▶ **GIVEN EXERCISE**
According to the page text about the Dokken album Broken Bones, which drummer plays on the album?

▶ **PAGE TEXT**
_ _ _ _ _
Studio album by Dokken
- Released: September 21–25, 2012
- Recorded: 2012
- Studio: Atrium Studios, Calabasas and Total Access Recording, Redondo Beach, California
- Genre: Hard rock, glam metal
- Length: 45:08
- Label: Frontiers King (Japan)
- Producer: Don Dokken

Dokken chronology
| Greatest Hits (2010) | Broken Bones (2012) | Return To The East Live (2016) (2018) |

= Broken Bones (album) =

Broken Bones is the eleventh studio album by the American heavy metal band Dokken. It was released in Europe on 21 September 2012 and in the US on September 25, 2012. It features session drummer Jimmy DeGrasso as Mick Brown couldn't record due to scheduling conflicts, which makes Broken Bones the first Dokken album without him and also their only album to feature bassist Sean McNabb.
_ _ _ _ _
▶ **Data taken from a collection**
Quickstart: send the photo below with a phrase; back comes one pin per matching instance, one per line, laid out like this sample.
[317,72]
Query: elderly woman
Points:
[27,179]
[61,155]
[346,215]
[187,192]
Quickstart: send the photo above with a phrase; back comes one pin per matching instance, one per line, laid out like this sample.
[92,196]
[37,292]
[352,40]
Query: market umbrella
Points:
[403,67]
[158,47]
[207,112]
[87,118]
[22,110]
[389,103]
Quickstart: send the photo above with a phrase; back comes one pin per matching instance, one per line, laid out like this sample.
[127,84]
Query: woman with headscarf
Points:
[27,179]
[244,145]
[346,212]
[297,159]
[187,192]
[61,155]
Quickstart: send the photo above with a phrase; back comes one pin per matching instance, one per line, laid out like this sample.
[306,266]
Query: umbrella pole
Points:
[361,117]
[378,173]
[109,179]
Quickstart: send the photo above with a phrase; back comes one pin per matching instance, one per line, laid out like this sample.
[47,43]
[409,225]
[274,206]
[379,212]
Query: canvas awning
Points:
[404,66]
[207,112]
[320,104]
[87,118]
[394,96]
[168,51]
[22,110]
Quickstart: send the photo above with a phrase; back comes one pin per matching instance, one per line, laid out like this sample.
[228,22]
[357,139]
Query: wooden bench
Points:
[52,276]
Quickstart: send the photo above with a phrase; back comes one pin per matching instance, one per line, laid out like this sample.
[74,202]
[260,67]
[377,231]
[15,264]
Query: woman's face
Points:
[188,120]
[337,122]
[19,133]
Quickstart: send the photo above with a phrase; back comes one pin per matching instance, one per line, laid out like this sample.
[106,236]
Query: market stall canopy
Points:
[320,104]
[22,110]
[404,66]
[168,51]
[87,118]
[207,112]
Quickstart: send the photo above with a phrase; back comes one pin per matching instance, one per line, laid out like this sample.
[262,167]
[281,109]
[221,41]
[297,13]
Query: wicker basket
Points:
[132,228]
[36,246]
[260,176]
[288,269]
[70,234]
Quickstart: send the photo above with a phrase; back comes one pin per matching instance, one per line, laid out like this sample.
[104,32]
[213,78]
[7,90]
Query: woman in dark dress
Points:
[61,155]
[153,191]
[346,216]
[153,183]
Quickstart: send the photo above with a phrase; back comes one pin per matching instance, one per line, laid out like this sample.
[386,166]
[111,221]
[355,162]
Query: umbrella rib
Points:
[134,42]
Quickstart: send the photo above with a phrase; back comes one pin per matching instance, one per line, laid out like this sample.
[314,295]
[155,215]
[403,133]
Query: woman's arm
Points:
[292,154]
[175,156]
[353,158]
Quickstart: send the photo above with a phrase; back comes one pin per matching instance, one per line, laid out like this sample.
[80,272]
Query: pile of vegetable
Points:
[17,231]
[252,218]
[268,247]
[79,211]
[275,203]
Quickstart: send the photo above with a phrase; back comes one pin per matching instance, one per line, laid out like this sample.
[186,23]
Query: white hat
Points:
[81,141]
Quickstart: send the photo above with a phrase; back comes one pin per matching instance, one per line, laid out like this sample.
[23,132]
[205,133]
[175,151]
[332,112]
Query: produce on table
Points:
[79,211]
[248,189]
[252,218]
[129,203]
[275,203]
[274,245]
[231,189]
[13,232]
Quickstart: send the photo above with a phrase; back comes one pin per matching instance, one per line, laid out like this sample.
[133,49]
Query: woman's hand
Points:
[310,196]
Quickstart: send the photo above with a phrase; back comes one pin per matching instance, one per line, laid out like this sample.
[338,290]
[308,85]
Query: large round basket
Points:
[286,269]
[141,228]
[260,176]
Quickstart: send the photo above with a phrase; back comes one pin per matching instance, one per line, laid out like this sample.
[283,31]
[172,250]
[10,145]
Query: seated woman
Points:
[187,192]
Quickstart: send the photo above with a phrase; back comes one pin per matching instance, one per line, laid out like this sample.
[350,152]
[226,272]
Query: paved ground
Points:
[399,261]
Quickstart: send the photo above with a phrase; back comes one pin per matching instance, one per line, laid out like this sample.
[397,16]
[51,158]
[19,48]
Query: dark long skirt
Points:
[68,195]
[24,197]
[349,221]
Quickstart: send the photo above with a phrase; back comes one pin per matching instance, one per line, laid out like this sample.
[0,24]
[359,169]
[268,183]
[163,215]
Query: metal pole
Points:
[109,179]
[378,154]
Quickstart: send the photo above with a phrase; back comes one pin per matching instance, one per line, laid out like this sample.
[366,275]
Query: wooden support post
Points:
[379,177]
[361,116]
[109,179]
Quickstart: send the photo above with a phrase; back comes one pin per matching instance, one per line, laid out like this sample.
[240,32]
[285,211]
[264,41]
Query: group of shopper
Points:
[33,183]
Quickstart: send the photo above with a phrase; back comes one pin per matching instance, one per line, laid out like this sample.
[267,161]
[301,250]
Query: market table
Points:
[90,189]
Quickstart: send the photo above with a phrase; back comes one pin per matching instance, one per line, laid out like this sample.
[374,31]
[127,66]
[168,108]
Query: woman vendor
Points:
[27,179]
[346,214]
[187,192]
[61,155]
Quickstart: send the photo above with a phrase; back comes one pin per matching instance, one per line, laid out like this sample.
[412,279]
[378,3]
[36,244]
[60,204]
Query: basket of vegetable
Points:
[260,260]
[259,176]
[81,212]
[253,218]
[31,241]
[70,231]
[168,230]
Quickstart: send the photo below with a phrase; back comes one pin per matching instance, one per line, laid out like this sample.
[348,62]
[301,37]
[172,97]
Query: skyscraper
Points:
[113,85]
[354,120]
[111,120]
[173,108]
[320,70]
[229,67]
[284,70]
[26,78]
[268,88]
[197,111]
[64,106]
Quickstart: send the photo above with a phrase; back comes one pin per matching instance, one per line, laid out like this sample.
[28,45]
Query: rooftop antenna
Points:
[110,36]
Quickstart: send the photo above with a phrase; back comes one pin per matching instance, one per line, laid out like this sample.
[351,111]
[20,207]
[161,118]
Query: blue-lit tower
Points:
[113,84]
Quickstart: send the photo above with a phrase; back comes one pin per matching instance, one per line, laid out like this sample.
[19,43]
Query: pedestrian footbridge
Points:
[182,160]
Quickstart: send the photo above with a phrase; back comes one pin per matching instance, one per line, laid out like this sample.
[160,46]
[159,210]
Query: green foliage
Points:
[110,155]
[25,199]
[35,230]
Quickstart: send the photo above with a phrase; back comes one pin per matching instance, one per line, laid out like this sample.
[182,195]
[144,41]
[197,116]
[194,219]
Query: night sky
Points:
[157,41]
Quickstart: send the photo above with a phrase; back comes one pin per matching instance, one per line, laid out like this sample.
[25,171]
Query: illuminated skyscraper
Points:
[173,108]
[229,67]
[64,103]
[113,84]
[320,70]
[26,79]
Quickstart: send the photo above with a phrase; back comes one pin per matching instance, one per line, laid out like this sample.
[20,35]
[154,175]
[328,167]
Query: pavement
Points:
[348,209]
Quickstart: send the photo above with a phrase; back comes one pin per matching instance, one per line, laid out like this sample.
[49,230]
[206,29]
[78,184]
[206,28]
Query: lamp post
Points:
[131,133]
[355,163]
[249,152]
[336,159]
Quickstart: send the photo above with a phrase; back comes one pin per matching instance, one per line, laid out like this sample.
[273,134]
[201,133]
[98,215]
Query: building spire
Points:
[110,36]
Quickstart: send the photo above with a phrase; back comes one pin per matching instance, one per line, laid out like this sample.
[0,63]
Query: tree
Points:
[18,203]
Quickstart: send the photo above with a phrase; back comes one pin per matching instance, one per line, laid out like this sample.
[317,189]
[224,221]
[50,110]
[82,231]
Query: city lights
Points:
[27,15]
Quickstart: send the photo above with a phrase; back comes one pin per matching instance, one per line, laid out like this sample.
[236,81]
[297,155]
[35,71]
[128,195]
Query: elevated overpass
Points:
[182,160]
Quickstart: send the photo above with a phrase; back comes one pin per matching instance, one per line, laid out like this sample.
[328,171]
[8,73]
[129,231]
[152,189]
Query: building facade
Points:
_ _ _ _ _
▶ **ANSWER**
Session drummer Jimmy DeGrasso